What you need to do:
Leave out the pictures and transcribe every entry below exactly.

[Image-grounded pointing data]
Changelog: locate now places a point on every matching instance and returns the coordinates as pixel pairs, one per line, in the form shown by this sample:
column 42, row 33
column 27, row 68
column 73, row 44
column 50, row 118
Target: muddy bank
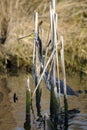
column 6, row 116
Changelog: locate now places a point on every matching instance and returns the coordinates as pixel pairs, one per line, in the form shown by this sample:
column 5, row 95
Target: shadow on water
column 14, row 115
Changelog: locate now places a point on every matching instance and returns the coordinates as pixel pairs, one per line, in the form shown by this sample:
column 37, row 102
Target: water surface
column 12, row 114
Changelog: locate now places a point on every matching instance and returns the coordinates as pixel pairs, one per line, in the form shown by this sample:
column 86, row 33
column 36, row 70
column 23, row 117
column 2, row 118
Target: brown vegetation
column 16, row 20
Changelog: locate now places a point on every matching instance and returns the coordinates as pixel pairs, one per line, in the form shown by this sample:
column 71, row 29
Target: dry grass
column 17, row 19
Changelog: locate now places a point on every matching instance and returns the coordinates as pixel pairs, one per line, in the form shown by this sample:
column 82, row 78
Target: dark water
column 12, row 114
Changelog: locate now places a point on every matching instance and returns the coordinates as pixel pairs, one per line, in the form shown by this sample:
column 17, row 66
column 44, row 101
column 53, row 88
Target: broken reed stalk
column 41, row 77
column 54, row 102
column 37, row 67
column 27, row 124
column 64, row 79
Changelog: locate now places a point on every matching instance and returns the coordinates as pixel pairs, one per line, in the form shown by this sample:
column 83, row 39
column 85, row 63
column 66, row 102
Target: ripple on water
column 79, row 122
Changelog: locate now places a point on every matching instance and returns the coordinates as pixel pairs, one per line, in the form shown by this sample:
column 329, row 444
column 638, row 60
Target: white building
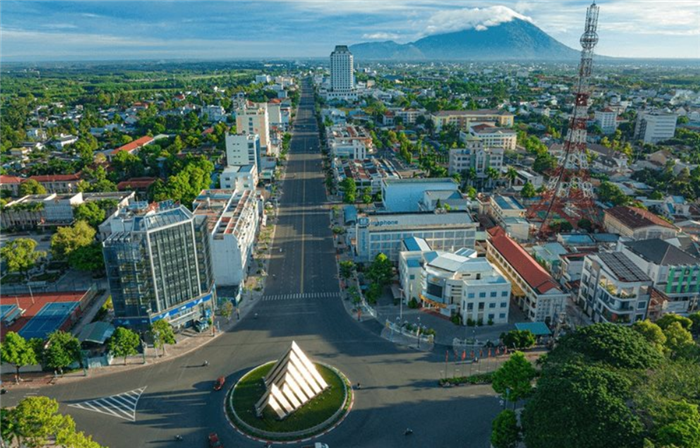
column 455, row 283
column 405, row 195
column 233, row 219
column 342, row 71
column 254, row 120
column 607, row 120
column 383, row 233
column 242, row 149
column 476, row 155
column 239, row 177
column 655, row 126
column 614, row 289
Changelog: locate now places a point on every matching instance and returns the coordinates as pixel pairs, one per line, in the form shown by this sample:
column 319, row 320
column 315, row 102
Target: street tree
column 162, row 334
column 20, row 255
column 62, row 350
column 347, row 267
column 18, row 351
column 520, row 339
column 505, row 432
column 30, row 186
column 123, row 342
column 513, row 380
column 68, row 239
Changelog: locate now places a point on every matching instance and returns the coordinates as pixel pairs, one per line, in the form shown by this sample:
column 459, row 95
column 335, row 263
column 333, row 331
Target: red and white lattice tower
column 569, row 194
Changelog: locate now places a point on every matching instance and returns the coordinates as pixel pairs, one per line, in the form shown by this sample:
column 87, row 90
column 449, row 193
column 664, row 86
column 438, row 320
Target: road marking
column 121, row 405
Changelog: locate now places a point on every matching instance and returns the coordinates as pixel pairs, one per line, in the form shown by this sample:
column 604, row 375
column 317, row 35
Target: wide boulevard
column 301, row 303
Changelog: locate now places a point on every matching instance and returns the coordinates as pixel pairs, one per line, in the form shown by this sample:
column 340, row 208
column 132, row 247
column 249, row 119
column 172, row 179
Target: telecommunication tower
column 569, row 194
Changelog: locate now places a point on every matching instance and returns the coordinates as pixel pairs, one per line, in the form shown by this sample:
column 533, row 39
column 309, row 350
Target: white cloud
column 446, row 21
column 380, row 36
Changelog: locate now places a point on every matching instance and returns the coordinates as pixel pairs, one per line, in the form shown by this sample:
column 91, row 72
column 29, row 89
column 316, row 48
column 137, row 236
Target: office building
column 614, row 289
column 342, row 74
column 383, row 233
column 158, row 263
column 534, row 290
column 607, row 120
column 475, row 156
column 655, row 126
column 454, row 283
column 673, row 271
column 405, row 195
column 243, row 149
column 233, row 219
column 253, row 119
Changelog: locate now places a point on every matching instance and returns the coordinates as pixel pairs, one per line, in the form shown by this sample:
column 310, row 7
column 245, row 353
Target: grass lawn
column 313, row 413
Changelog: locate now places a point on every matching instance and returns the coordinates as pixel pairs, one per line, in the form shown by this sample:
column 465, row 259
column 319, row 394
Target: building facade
column 158, row 264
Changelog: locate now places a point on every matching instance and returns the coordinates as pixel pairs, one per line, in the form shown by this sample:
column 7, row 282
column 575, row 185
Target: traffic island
column 316, row 416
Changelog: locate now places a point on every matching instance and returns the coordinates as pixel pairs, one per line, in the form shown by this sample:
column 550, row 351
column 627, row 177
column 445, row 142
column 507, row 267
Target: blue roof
column 537, row 328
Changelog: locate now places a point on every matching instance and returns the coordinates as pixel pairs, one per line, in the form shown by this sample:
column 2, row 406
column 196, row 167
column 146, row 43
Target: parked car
column 214, row 441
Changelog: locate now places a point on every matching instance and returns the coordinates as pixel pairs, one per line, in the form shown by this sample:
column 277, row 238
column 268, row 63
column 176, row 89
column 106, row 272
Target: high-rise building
column 253, row 119
column 342, row 71
column 655, row 126
column 158, row 264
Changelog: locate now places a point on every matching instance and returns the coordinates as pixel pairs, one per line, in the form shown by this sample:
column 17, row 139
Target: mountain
column 514, row 40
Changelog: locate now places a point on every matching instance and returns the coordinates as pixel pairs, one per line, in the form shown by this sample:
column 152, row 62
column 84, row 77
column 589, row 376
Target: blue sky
column 206, row 29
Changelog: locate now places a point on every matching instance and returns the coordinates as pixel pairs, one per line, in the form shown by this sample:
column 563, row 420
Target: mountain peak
column 513, row 39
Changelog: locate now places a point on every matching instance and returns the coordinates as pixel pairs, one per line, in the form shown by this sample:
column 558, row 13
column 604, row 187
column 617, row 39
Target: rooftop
column 661, row 252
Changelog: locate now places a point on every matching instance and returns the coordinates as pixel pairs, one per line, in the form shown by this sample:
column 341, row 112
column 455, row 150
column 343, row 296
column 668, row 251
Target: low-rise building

Result for this task:
Changelog: locate now places a point on every matching instance and returns the coordinates as pixel pairs, one per line, in the form shown by this sample:
column 42, row 33
column 27, row 68
column 73, row 44
column 50, row 118
Target: muddy bank
column 6, row 116
Changelog: locate now places a point on every matching instance and returns the coordinates as pixel pairs, one per line, in the form shown by this sample:
column 5, row 95
Target: shadow on water
column 14, row 115
Changelog: locate now places a point on every matching instance and returns the coordinates as pixel pairs, one per line, in the form shown by this sample:
column 37, row 102
Target: water surface
column 12, row 114
Changelog: locate now places a point on every matching instance and returns the coordinates as pixel pairs, one per line, in the form shown by this sample:
column 86, row 33
column 36, row 70
column 23, row 117
column 2, row 118
Target: brown vegetation
column 16, row 20
Changelog: locate now places a point on every matching instance and returns the coordinates as pixel pairs, one per line, in the form shown by this sample:
column 71, row 29
Target: dry grass
column 17, row 19
Changelog: locate now places a point on every matching instance and returns the coordinates as pixel pairs, one per line, in the form shown by this sample:
column 82, row 78
Target: dark water
column 12, row 114
Changelog: locate now places a point on every matching instance and returns the coordinates as pixel pairs, one per line, in the form shown by this sample:
column 17, row 66
column 44, row 101
column 53, row 88
Target: broken reed stalk
column 41, row 77
column 54, row 102
column 37, row 67
column 27, row 124
column 64, row 79
Changelog: locate now places a point on every matching instance and returns the coordinates as pixel pairs, one per line, in the form shown by this sample:
column 83, row 39
column 85, row 63
column 66, row 102
Target: ripple on water
column 79, row 122
Changelog: locate now places a point on every matching instance and returns the coordinates as pixel pairs, one per line, in the form shown by this sample:
column 329, row 444
column 638, row 60
Target: white building
column 455, row 283
column 405, row 195
column 233, row 219
column 342, row 71
column 254, row 120
column 607, row 120
column 383, row 233
column 242, row 149
column 476, row 155
column 239, row 177
column 655, row 126
column 614, row 289
Changelog: locate now places a point on every matching instance and returns the coordinates as pixel pairs, one per line, in the form shown by this sample:
column 319, row 320
column 315, row 102
Target: street tree
column 162, row 334
column 20, row 255
column 62, row 350
column 347, row 267
column 18, row 351
column 520, row 339
column 505, row 432
column 30, row 186
column 123, row 342
column 513, row 380
column 68, row 239
Changelog: locate now places a point on every matching instance and returns the coordinates as pixel pairs, one per line, in the form shown by this sample:
column 459, row 95
column 335, row 263
column 333, row 331
Target: red and white lattice tower
column 569, row 194
Changelog: locate now places a point on every matching instance and returns the coordinates as pixel pairs, one per line, in the form shown by this sample:
column 87, row 90
column 449, row 193
column 664, row 86
column 438, row 320
Target: road marking
column 121, row 405
Changelog: locate now places a point on every matching instance and returns the coordinates as pixel pairs, one per line, in the form shown by this sample:
column 604, row 375
column 317, row 35
Target: wide boulevard
column 301, row 303
Changelog: locate now places a point on every matching instance and returns the coordinates as pixel pairs, one per line, in the form shown by this sample:
column 340, row 208
column 132, row 247
column 249, row 119
column 172, row 179
Target: telecommunication tower
column 569, row 194
Changelog: locate now places a point on every matching instance and returns the coordinates as pixel pairs, one per line, in the form shown by this sample:
column 533, row 39
column 309, row 350
Target: white cloud
column 446, row 21
column 380, row 36
Changelog: locate now places a point on every matching instance and returns the coordinates as pixel pairs, one per line, in the form shown by this sample:
column 91, row 72
column 29, row 89
column 316, row 48
column 137, row 236
Target: office building
column 614, row 289
column 342, row 74
column 383, row 233
column 158, row 263
column 534, row 290
column 607, row 120
column 475, row 156
column 655, row 126
column 454, row 283
column 673, row 271
column 405, row 195
column 243, row 149
column 233, row 219
column 253, row 119
Changelog: locate now places a point on every matching instance and returns the coordinates as pixel pairs, one per line, in the form shown by this sample:
column 310, row 7
column 245, row 353
Target: grass lawn
column 313, row 413
Changelog: locate now places a point on every matching instance and returns the coordinates as pixel pairs, one per line, in the form shown by this sample:
column 465, row 259
column 319, row 394
Target: building facade
column 158, row 264
Changelog: locate now places a point on every matching instance and returns the coordinates as pixel pairs, one per line, in the form shown by this sample:
column 7, row 282
column 575, row 185
Target: traffic island
column 316, row 416
Changelog: locate now places a point on every matching instance and returns the coordinates as pixel pairs, one per line, in the form shown by this sample:
column 550, row 351
column 627, row 177
column 445, row 142
column 507, row 267
Target: blue roof
column 537, row 328
Changelog: locate now places a point on every matching instance and returns the coordinates as pixel pairs, one per line, in the form shown by this sample:
column 2, row 406
column 196, row 167
column 146, row 43
Target: parked car
column 214, row 441
Changelog: locate now places a point on every matching instance and returns the coordinates as pixel pairs, one per line, in the form shown by this sample:
column 277, row 238
column 268, row 63
column 176, row 89
column 106, row 272
Target: high-rise building
column 253, row 119
column 342, row 71
column 655, row 126
column 158, row 264
Changelog: locate now places a point on every matching instance and returns the coordinates as pixel pairs, one per line, in the form shown by this sample:
column 17, row 139
Target: mountain
column 514, row 40
Changelog: locate now places a point on every matching instance and returns the coordinates as pixel pairs, one per line, in the form shown by this sample:
column 152, row 62
column 84, row 77
column 589, row 376
Target: blue sky
column 206, row 29
Changelog: locate now places a point on every matching instance and returns the coordinates as pixel pairs, one per line, in the form shown by this sample:
column 563, row 420
Target: mountain peak
column 513, row 39
Changelog: locate now places a point on every matching instance and returns the coordinates as pixel pairs, one per line, in the form shown by this sample:
column 558, row 13
column 604, row 187
column 617, row 39
Target: rooftop
column 661, row 252
Changelog: locate now places a point on every matching instance and returns the coordinates as pixel pairs, one per line, in the form shown by this sample:
column 341, row 112
column 455, row 150
column 343, row 296
column 668, row 251
Target: low-rise building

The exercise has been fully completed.